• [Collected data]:
[Start of Attachment]

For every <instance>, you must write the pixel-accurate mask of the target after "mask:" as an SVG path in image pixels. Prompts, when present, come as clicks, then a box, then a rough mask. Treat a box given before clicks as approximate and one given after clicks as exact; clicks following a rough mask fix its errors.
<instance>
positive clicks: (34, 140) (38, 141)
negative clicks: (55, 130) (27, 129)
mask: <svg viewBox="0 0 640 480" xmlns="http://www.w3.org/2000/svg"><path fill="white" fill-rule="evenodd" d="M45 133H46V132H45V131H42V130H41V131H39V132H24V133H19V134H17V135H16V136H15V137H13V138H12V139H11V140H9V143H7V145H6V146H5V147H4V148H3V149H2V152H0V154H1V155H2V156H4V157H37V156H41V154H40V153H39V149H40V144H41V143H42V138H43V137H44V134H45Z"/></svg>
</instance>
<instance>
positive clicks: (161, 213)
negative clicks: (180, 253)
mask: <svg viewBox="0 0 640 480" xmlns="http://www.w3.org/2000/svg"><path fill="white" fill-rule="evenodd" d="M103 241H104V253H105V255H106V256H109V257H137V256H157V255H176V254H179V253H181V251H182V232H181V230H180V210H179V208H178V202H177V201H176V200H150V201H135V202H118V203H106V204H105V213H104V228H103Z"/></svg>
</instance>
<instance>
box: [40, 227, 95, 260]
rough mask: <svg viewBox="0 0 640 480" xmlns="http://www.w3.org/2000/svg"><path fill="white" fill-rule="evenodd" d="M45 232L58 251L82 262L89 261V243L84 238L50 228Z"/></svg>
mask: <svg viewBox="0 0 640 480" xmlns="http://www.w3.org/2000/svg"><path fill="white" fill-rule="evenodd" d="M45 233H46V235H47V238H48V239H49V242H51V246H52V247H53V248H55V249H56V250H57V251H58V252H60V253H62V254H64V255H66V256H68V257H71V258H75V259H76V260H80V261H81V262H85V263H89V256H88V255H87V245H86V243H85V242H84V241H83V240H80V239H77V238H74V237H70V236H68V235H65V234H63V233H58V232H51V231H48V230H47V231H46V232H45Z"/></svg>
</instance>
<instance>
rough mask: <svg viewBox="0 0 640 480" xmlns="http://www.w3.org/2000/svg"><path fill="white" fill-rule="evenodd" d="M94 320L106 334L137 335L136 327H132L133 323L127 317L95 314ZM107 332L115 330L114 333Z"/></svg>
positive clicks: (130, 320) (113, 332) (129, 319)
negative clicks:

[End of Attachment]

• [To do]: Could you recast every line of the rows above as a JSON list of strings, one string per line, leaving out any blank lines?

• [Answer for the task]:
[
  "For every <instance>, you must write the pixel-accurate mask of the target after \"mask:\" as an SVG path in image pixels. Prompts, when present, come as clicks, then a box, then a rough mask. Treat a box given before clicks as approximate and one given after clicks as exact; clicks following a rough mask fix its errors.",
  "<instance>",
  "positive clicks: (34, 140) (38, 141)",
  "negative clicks: (55, 130) (27, 129)",
  "mask: <svg viewBox=\"0 0 640 480\" xmlns=\"http://www.w3.org/2000/svg\"><path fill=\"white\" fill-rule=\"evenodd\" d=\"M45 133H46V132H45V131H42V130H41V131H39V132H24V133H19V134H17V135H16V136H15V137H13V138H12V139H11V140H9V143H7V145H6V146H5V147H4V148H3V149H2V152H0V154H1V155H2V156H4V157H37V156H41V154H40V153H39V149H40V144H41V143H42V138H43V137H44V134H45Z\"/></svg>",
  "</instance>",
  "<instance>",
  "positive clicks: (161, 213)",
  "negative clicks: (180, 253)",
  "mask: <svg viewBox=\"0 0 640 480\" xmlns=\"http://www.w3.org/2000/svg\"><path fill=\"white\" fill-rule=\"evenodd\" d=\"M103 241H104V253H105V255H106V256H109V257H137V256H157V255H176V254H179V253H181V251H182V232H181V230H180V210H179V208H178V202H177V201H176V200H150V201H135V202H118V203H106V204H105V213H104V228H103Z\"/></svg>",
  "</instance>",
  "<instance>",
  "box: [40, 227, 95, 260]",
  "rough mask: <svg viewBox=\"0 0 640 480\" xmlns=\"http://www.w3.org/2000/svg\"><path fill=\"white\" fill-rule=\"evenodd\" d=\"M45 232L58 251L82 262L89 261V243L84 238L50 228Z\"/></svg>",
  "mask: <svg viewBox=\"0 0 640 480\" xmlns=\"http://www.w3.org/2000/svg\"><path fill=\"white\" fill-rule=\"evenodd\" d=\"M45 233H46V235H47V238H48V239H49V242H51V246H52V247H53V248H55V249H56V250H57V251H58V252H60V253H62V254H64V255H66V256H68V257H71V258H75V259H76V260H80V261H81V262H85V263H89V256H88V255H87V245H86V243H85V242H84V241H83V240H80V239H77V238H74V237H70V236H68V235H65V234H63V233H58V232H51V231H48V230H47V231H46V232H45Z\"/></svg>",
  "</instance>",
  "<instance>",
  "rough mask: <svg viewBox=\"0 0 640 480\" xmlns=\"http://www.w3.org/2000/svg\"><path fill=\"white\" fill-rule=\"evenodd\" d=\"M94 320L106 334L137 335L136 327H132L133 323L127 317L95 314ZM107 332L115 330L114 333Z\"/></svg>",
  "positive clicks: (130, 320) (113, 332) (129, 319)",
  "negative clicks:"
]